## RECORD EXCERPTS
--------------------------------

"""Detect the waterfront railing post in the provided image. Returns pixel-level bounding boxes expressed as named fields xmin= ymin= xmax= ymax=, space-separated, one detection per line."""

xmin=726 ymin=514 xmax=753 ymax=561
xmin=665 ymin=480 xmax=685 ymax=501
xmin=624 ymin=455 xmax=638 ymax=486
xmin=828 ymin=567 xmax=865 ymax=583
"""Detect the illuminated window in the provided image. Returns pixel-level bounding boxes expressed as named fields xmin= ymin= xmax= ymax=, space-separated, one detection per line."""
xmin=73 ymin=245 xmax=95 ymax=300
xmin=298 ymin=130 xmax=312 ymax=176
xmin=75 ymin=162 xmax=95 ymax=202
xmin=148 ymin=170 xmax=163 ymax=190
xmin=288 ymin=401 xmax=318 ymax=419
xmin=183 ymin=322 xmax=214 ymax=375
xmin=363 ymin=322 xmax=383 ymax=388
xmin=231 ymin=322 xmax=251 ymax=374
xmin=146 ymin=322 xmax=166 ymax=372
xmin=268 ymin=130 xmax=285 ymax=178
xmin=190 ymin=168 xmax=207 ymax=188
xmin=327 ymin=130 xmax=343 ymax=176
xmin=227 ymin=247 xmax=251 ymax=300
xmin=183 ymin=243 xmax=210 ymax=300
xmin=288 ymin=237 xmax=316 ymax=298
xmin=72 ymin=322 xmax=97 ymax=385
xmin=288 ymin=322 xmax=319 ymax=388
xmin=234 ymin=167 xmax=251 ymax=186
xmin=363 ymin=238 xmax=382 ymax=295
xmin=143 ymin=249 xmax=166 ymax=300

--------------------------------

## STATED PROBLEM
Copy out every one of the records above word for word, keeping each line and the order unchanged.

## RESULT
"""Detect the waterfront railing post in the provided image. Returns pixel-level bounding boxes expressed as named fields xmin= ymin= xmax= ymax=, space-separated, one detection per line."""

xmin=726 ymin=514 xmax=753 ymax=561
xmin=665 ymin=480 xmax=685 ymax=501
xmin=624 ymin=455 xmax=638 ymax=486
xmin=828 ymin=567 xmax=865 ymax=583
"""Detect the illuminated window in the provided image. Returns pixel-level bounding boxes expressed as named fields xmin= ymin= xmax= ymax=, space-separated, one detection per line."""
xmin=73 ymin=245 xmax=95 ymax=300
xmin=298 ymin=130 xmax=312 ymax=176
xmin=75 ymin=162 xmax=95 ymax=202
xmin=148 ymin=170 xmax=163 ymax=190
xmin=288 ymin=401 xmax=318 ymax=419
xmin=183 ymin=322 xmax=214 ymax=375
xmin=363 ymin=322 xmax=383 ymax=388
xmin=231 ymin=322 xmax=251 ymax=374
xmin=146 ymin=322 xmax=166 ymax=372
xmin=268 ymin=130 xmax=285 ymax=178
xmin=190 ymin=168 xmax=207 ymax=188
xmin=327 ymin=130 xmax=343 ymax=176
xmin=227 ymin=247 xmax=251 ymax=300
xmin=183 ymin=243 xmax=210 ymax=300
xmin=288 ymin=237 xmax=316 ymax=298
xmin=72 ymin=322 xmax=97 ymax=385
xmin=288 ymin=322 xmax=319 ymax=388
xmin=234 ymin=167 xmax=251 ymax=186
xmin=363 ymin=238 xmax=382 ymax=295
xmin=143 ymin=249 xmax=166 ymax=300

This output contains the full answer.